-------- Given records
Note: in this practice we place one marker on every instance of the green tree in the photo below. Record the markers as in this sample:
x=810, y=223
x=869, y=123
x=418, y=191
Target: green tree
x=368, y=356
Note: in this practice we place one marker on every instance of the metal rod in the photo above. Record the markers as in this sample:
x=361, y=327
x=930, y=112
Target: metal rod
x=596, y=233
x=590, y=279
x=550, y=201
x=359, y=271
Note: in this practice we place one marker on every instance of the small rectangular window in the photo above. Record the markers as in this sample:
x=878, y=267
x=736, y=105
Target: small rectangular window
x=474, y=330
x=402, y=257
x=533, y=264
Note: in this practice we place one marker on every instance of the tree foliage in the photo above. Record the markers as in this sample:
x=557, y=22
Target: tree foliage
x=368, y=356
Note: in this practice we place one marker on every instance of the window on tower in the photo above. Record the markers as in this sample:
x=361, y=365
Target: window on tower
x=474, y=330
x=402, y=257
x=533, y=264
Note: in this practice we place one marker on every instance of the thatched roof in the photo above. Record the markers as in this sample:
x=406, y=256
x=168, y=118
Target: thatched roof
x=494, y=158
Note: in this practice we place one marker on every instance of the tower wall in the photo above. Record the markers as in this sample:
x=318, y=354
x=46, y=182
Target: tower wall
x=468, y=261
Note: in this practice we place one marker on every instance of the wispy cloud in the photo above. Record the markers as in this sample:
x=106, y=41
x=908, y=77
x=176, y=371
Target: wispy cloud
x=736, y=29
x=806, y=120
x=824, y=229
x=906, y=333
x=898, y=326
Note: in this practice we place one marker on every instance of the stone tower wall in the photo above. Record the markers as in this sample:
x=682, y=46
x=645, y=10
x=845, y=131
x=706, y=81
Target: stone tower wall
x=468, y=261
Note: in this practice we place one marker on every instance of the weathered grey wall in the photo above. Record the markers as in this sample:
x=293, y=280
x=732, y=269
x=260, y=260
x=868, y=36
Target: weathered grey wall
----------------
Instructions to follow:
Arrange as a JSON list of strings the lines of the records from the line with "of the tree" through the end of the records, inclusive, with one string per line and blank lines omitted.

Reply to the task:
[
  "Note: in this practice we place one marker on every instance of the tree foliage in the photo above. Record the markers as in this sample:",
  "x=557, y=22",
  "Target: tree foliage",
  "x=368, y=356",
  "Note: in this practice we place one marker on every instance of the window on tower in the photo above. Record the markers as in this sample:",
  "x=361, y=365",
  "Target: window on tower",
  "x=474, y=330",
  "x=402, y=257",
  "x=533, y=264",
  "Note: in this practice we place one marker on every instance of the thatched roof in the photo above. Record the markers as in this sample:",
  "x=406, y=256",
  "x=168, y=118",
  "Target: thatched roof",
  "x=494, y=158",
  "Note: in this practice we place one marker on every instance of the tower wall in the photo above. Record the markers as in this sample:",
  "x=318, y=354",
  "x=46, y=182",
  "Target: tower wall",
  "x=468, y=261",
  "Note: in this practice we place one marker on every instance of the wispy cloud in the photo above. Record the markers as in this sample:",
  "x=106, y=41",
  "x=908, y=77",
  "x=176, y=371",
  "Target: wispy cloud",
  "x=736, y=29",
  "x=806, y=120",
  "x=824, y=229",
  "x=906, y=333",
  "x=898, y=326",
  "Note: in this practice we place one marker on every instance of the stone tower wall in the photo above. Record the markers as in this sample:",
  "x=682, y=46",
  "x=645, y=10",
  "x=845, y=131",
  "x=706, y=81",
  "Target: stone tower wall",
  "x=468, y=261",
  "Note: in this practice we place one marker on every instance of the weathered grey wall in the photo above. Record the markers as in this sample:",
  "x=293, y=280",
  "x=732, y=269",
  "x=260, y=260",
  "x=868, y=36",
  "Target: weathered grey wall"
]